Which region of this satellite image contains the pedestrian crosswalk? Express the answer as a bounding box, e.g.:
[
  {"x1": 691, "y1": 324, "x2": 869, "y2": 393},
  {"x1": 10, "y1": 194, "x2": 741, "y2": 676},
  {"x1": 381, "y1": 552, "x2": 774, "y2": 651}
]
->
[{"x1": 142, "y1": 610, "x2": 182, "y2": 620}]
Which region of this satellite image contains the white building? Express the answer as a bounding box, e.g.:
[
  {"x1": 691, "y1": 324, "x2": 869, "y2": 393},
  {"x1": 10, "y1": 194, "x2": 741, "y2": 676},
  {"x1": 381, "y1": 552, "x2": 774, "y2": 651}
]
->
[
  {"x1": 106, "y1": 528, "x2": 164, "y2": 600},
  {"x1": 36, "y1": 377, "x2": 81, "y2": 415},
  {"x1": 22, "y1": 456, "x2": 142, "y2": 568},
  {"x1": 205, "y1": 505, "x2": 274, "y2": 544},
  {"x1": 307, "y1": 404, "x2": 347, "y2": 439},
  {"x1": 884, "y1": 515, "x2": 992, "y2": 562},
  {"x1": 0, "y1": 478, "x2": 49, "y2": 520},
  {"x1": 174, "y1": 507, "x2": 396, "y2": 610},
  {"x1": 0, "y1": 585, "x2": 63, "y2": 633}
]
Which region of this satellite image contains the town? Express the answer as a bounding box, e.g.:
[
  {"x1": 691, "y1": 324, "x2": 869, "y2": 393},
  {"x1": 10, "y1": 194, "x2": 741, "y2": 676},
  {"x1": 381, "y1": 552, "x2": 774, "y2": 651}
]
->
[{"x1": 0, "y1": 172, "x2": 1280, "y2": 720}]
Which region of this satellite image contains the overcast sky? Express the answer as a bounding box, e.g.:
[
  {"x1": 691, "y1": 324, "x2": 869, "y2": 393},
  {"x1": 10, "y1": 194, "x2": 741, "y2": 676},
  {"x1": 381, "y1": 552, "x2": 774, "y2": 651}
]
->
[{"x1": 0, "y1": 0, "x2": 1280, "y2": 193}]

::::::

-- Task brief --
Can you reproduce the entire listing above verbatim, character for character?

-- Output --
Which region of this satellite image contains the pedestrian crosswalk? Express the answer as a bounding box, e.g.:
[
  {"x1": 691, "y1": 324, "x2": 869, "y2": 393},
  {"x1": 10, "y1": 194, "x2": 741, "y2": 676},
  {"x1": 381, "y1": 552, "x2": 774, "y2": 651}
]
->
[{"x1": 142, "y1": 610, "x2": 182, "y2": 620}]
Which region of this satellite image contains the white building? Express the answer as a bounding box, e.g.:
[
  {"x1": 691, "y1": 324, "x2": 869, "y2": 393},
  {"x1": 10, "y1": 194, "x2": 741, "y2": 676},
  {"x1": 381, "y1": 552, "x2": 774, "y2": 651}
]
->
[
  {"x1": 106, "y1": 528, "x2": 164, "y2": 600},
  {"x1": 36, "y1": 377, "x2": 81, "y2": 415},
  {"x1": 22, "y1": 456, "x2": 142, "y2": 568},
  {"x1": 205, "y1": 505, "x2": 274, "y2": 544},
  {"x1": 307, "y1": 404, "x2": 347, "y2": 439},
  {"x1": 884, "y1": 515, "x2": 992, "y2": 562},
  {"x1": 0, "y1": 478, "x2": 49, "y2": 520},
  {"x1": 174, "y1": 507, "x2": 396, "y2": 610},
  {"x1": 0, "y1": 585, "x2": 63, "y2": 633}
]
Which region of this satellite image contains the town? Express the answer as a bounding box, e.g.:
[
  {"x1": 691, "y1": 324, "x2": 869, "y2": 393},
  {"x1": 10, "y1": 194, "x2": 741, "y2": 676},
  {"x1": 381, "y1": 552, "x2": 774, "y2": 651}
]
->
[{"x1": 0, "y1": 172, "x2": 1280, "y2": 720}]
Which region of this satellite image contains the overcast sky? Express the answer as a bounding box, e.g.:
[
  {"x1": 691, "y1": 324, "x2": 869, "y2": 393},
  {"x1": 10, "y1": 194, "x2": 741, "y2": 676},
  {"x1": 381, "y1": 552, "x2": 774, "y2": 651}
]
->
[{"x1": 0, "y1": 0, "x2": 1280, "y2": 193}]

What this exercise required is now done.